▶ **Work required**
Reproduce the material in full, exactly as written.

⁂

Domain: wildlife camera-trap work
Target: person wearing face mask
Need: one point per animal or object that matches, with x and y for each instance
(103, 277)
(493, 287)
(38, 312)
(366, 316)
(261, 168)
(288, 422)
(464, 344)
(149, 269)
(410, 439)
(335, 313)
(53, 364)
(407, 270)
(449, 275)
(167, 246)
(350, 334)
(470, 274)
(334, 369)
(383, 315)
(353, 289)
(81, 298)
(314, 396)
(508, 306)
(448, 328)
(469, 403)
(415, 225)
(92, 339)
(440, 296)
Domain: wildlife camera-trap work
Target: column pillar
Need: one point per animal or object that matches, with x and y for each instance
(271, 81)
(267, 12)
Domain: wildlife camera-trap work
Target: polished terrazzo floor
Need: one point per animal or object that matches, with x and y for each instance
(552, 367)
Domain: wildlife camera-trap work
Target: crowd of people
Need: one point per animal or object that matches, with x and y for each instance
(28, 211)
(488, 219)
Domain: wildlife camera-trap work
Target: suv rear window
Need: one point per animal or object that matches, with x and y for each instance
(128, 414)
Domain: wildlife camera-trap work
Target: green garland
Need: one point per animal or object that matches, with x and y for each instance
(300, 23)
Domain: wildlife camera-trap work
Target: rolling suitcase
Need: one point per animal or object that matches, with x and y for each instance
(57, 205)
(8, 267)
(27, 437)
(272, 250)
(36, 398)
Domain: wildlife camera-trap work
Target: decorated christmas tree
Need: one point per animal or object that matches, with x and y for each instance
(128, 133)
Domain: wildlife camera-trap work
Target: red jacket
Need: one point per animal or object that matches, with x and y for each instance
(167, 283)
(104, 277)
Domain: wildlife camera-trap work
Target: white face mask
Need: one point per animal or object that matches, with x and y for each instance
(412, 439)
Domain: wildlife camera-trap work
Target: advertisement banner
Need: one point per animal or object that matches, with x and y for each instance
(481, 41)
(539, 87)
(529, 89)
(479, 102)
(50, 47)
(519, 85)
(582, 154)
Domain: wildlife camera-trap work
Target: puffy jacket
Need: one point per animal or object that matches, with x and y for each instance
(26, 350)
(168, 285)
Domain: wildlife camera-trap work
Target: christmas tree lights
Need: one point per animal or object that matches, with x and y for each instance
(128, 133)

⁂

▶ **Solution**
Domain: wildlife camera-trap work
Target: person wearing face mask
Need: one point per animal or object that matches, with x and y for each instance
(103, 277)
(493, 287)
(38, 312)
(366, 316)
(261, 168)
(288, 422)
(464, 344)
(149, 269)
(410, 439)
(335, 313)
(53, 364)
(407, 270)
(449, 275)
(167, 246)
(350, 334)
(470, 274)
(334, 369)
(383, 315)
(353, 289)
(81, 298)
(314, 396)
(508, 306)
(448, 328)
(469, 403)
(415, 225)
(92, 339)
(440, 296)
Domain: wildlife camera-trap work
Target: column pillar
Need: one point per animal or object that matches, with x and y for each instance
(271, 81)
(267, 12)
Domain: wildlife camera-trap work
Target: polished terrazzo floor
Need: one point per animal or object that matches, with x and y for each instance
(552, 367)
Domain: wildlife camera-trap work
Target: crowd of people
Need: one point per animal or object that matches, with x and y for each instance
(28, 211)
(488, 219)
Domain: wildlife camera-trap work
Target: suv rear window
Need: one point per animal or object that matches, with x and y for each instance
(128, 414)
Domain: wildlife camera-trap work
Target: green garland
Need: one point per animal or object that matches, with x and y for each instance
(300, 23)
Domain: wildlife camera-trap work
Target: rolling suitcase
Need: one point per animal or object that matches, with x and y for each instance
(57, 205)
(8, 267)
(27, 437)
(272, 250)
(36, 398)
Domain: wildlife camera-trap work
Target: decorated christmas tree
Need: one point per animal or object that matches, with x and y for each instance
(128, 133)
Domain: wildlife camera-trap work
Target: red jacket
Need: one point per animal or object that matches, with x and y for each instance
(167, 283)
(104, 277)
Domain: wildlife camera-trap work
Target: white face mask
Need: one point per animal or object that matches, with x and y for each instance
(412, 439)
Domain: wildlife camera-trap work
Target: advertisement banner
Need: one point per animal or object that matches, with x and y for each instance
(481, 41)
(539, 87)
(529, 89)
(479, 102)
(50, 47)
(519, 85)
(582, 154)
Domain: wildlife camera-trap work
Target: puffy jacket
Need: one point per animal or object that matches, with x and y for each instance
(26, 350)
(168, 285)
Domain: wildlife camera-trap work
Target: christmas tree lights
Need: one point per animal or object that matches, with x and y for each instance
(128, 133)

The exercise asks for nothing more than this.